*** RECORD EXCERPTS ***

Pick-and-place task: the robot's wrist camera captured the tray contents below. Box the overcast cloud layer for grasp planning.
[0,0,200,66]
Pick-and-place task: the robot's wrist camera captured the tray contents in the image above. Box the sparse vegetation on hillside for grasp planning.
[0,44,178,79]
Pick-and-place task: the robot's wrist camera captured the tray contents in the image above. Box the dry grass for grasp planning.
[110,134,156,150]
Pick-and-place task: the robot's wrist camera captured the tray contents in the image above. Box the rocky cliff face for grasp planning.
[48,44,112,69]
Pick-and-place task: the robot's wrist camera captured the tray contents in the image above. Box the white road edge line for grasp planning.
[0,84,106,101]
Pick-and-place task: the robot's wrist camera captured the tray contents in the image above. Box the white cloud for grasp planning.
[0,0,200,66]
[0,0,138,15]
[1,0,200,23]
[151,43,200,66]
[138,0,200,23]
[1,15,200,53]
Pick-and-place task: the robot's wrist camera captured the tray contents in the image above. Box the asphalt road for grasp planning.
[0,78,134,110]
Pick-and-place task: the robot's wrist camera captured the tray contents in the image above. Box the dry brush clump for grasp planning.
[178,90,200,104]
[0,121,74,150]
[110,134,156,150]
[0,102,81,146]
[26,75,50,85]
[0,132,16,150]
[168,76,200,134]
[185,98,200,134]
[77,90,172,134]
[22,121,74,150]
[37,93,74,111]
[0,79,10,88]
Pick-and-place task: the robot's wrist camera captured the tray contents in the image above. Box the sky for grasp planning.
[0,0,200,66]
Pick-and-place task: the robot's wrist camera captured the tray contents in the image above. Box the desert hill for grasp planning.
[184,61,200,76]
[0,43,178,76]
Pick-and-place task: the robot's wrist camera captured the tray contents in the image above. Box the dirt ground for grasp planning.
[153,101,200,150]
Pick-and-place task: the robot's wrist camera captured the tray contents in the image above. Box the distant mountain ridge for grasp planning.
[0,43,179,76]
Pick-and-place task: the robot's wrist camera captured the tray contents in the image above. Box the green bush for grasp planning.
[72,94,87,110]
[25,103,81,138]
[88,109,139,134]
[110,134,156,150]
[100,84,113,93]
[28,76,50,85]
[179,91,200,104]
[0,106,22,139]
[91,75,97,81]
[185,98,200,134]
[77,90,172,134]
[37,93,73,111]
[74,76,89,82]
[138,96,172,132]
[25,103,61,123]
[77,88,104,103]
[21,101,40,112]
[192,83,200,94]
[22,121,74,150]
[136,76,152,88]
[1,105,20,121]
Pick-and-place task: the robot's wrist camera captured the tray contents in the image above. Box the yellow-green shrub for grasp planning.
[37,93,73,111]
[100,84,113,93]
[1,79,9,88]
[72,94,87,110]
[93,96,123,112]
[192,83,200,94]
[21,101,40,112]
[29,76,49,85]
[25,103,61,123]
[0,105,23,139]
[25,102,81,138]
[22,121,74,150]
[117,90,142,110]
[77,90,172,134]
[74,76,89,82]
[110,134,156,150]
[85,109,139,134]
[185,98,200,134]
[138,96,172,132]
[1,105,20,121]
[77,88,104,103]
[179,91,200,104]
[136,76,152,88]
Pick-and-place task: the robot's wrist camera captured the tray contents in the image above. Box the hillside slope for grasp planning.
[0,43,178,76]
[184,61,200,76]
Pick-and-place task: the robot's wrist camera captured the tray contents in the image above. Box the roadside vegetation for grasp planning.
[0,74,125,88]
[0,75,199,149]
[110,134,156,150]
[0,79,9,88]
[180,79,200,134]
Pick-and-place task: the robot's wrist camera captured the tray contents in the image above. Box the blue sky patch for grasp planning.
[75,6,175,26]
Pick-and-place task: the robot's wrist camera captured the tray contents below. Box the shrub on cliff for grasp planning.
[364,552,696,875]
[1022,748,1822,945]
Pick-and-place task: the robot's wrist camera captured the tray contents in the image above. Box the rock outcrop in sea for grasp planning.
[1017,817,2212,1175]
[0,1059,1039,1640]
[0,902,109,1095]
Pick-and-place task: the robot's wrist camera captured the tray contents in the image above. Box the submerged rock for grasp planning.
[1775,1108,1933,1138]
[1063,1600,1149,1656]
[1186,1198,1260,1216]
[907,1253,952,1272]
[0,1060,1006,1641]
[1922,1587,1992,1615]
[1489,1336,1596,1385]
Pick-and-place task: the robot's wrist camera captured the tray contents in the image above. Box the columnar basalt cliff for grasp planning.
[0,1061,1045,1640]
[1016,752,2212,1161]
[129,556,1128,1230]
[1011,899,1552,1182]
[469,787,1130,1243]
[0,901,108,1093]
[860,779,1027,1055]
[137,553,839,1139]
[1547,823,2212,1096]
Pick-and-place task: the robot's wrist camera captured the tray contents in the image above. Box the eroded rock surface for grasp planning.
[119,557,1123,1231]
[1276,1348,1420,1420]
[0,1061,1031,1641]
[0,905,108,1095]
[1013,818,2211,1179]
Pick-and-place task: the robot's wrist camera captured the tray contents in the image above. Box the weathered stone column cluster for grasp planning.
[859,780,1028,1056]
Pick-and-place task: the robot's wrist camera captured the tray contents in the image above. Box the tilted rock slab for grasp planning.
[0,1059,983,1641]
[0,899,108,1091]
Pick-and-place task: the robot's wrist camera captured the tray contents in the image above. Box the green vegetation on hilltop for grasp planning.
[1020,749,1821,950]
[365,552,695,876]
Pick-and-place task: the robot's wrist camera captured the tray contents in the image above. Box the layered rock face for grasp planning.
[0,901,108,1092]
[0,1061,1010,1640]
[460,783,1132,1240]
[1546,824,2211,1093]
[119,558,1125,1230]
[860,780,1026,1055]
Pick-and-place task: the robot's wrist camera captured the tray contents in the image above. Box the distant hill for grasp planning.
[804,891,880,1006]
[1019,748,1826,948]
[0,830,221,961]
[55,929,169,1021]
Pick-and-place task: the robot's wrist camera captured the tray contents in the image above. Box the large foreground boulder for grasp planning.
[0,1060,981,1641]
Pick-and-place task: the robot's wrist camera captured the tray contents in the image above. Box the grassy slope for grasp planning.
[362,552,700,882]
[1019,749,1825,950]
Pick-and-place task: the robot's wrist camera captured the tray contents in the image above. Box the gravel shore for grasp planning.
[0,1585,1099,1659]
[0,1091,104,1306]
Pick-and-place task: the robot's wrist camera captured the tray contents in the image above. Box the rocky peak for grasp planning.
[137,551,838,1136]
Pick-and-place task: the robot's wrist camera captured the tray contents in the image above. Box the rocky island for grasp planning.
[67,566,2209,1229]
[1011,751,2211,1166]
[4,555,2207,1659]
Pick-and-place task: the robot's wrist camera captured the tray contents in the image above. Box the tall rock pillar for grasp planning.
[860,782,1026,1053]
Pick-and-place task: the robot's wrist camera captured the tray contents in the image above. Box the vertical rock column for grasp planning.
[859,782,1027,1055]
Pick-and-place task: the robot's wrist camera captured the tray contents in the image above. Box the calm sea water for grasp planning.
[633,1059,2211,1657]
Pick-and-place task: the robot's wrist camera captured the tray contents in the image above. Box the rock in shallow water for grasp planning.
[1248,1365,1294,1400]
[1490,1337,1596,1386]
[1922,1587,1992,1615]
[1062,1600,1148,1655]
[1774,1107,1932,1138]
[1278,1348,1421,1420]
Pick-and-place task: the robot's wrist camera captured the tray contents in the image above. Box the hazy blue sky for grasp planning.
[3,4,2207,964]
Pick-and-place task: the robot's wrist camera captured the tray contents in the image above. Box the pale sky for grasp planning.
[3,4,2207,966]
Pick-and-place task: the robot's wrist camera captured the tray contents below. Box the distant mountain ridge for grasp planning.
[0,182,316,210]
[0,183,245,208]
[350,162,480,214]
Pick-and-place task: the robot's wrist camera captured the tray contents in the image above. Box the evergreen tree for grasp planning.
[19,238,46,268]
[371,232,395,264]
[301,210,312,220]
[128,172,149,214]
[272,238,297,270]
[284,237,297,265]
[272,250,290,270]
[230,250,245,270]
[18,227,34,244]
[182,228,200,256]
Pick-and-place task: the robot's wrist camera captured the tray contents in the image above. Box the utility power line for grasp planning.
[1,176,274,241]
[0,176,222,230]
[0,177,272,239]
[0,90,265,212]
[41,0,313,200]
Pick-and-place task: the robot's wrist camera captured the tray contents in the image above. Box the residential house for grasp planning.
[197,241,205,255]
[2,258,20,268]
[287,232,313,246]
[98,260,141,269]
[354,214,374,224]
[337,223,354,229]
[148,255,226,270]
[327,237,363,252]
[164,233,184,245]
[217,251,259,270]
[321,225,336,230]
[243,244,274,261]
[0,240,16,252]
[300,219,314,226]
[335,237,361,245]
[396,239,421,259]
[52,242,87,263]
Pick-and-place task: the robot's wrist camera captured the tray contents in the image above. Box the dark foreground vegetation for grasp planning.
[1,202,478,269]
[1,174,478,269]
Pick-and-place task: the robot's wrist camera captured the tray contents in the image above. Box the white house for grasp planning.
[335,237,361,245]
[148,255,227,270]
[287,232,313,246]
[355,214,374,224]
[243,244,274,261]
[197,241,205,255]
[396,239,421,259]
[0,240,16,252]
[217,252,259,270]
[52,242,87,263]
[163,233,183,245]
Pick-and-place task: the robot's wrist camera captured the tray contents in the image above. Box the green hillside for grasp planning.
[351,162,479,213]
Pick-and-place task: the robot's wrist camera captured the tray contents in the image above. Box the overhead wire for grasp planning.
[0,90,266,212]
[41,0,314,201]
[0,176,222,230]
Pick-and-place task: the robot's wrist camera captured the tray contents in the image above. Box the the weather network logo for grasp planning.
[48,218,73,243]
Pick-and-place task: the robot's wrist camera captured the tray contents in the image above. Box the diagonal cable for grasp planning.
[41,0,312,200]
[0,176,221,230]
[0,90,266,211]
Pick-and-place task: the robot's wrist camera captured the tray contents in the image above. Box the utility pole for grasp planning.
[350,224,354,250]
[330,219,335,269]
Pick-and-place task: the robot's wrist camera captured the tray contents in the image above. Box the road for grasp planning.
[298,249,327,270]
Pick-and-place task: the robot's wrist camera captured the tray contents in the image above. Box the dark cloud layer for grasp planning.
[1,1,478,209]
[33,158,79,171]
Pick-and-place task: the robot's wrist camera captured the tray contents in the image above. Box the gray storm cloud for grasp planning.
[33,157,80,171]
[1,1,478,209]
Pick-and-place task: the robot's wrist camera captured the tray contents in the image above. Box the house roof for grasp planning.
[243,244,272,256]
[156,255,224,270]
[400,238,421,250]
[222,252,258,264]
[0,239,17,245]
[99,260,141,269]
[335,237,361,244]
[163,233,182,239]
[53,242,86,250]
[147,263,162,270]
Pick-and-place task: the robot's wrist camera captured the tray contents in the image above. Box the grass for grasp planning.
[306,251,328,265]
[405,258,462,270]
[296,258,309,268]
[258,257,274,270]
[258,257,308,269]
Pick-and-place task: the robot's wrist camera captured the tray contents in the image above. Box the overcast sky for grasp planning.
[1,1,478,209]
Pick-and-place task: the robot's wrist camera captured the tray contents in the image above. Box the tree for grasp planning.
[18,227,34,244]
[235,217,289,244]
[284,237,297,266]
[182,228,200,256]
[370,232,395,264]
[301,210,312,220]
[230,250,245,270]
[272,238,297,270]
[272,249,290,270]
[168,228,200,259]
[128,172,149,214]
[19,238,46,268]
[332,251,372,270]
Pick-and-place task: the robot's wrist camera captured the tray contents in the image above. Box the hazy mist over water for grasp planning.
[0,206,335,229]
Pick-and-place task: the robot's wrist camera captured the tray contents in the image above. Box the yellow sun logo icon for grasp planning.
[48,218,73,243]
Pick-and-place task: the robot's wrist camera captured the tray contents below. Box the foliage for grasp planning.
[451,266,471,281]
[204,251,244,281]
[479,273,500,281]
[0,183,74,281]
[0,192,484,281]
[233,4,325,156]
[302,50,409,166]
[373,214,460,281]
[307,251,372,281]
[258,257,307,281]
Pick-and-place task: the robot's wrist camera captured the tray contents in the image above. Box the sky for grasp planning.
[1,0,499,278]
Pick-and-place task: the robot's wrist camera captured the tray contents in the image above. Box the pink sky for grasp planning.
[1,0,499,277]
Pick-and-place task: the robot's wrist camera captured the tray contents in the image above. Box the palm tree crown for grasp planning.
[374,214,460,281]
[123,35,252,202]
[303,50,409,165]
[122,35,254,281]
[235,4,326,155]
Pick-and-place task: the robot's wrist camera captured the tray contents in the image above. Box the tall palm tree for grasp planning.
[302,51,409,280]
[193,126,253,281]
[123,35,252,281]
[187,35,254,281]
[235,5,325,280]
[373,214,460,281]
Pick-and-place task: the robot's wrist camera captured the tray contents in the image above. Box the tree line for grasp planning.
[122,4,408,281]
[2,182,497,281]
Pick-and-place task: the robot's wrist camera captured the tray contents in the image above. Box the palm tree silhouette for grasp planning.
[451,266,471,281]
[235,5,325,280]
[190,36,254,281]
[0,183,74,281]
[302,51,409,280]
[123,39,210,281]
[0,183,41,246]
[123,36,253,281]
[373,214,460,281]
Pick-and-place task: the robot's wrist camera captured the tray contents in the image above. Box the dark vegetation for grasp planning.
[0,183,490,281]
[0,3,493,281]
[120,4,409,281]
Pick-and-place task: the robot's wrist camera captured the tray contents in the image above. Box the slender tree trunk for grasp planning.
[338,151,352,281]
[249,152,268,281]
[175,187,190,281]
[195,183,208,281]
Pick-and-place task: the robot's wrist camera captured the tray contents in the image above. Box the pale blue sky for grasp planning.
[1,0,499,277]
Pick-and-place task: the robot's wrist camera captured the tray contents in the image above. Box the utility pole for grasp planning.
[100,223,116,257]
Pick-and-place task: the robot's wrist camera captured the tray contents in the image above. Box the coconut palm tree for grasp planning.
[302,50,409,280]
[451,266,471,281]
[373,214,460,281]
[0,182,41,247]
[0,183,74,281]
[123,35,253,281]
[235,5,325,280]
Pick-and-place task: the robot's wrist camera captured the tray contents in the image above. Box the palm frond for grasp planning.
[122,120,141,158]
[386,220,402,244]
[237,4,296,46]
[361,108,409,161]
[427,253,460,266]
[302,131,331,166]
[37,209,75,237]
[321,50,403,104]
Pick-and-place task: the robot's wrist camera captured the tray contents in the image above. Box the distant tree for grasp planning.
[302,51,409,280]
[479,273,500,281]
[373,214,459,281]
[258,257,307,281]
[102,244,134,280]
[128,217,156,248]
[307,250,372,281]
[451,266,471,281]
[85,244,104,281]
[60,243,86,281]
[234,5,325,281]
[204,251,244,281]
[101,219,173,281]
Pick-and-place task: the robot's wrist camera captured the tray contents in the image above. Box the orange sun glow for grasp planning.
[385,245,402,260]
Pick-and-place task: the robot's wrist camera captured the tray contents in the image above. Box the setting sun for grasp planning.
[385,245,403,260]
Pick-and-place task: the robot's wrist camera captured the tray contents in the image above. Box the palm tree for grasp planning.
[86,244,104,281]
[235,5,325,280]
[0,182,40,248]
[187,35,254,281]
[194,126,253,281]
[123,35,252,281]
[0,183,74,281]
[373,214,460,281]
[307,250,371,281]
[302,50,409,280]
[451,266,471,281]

*** End of RECORD EXCERPTS ***

__EXERCISE GOAL__
All lines from the one with "distant tree for grasp planning." onward to the end of the records above should be repeated exactly, and only those lines.

__REPLY TO THE EXERCISE__
Pick-and-place task: the robot's wrist camera captured the tray contents in the image above. Box the distant tree for grasp planning.
[302,51,409,280]
[479,273,500,281]
[373,214,459,281]
[258,257,307,281]
[102,244,134,280]
[128,217,156,248]
[307,250,372,281]
[451,266,471,281]
[85,244,104,281]
[60,243,86,281]
[234,5,325,281]
[204,251,244,281]
[101,219,173,281]
Pick-and-place task: the robot's wrist camera captured the tray contents in the image above. Box the orange sun glow for grasp planning.
[385,245,402,260]
Pick-and-place task: the robot's wrist camera captured the tray contents in the image above. Box the setting sun for grasp planning.
[385,245,403,260]
Pick-and-place task: the robot's wrist camera captured the tray contents in the image above. Box the palm tree for grasp planning.
[86,244,104,281]
[235,5,325,280]
[0,182,40,248]
[187,35,254,281]
[194,126,253,281]
[123,35,252,281]
[0,183,74,281]
[373,214,460,281]
[307,250,371,281]
[302,50,409,280]
[451,266,471,281]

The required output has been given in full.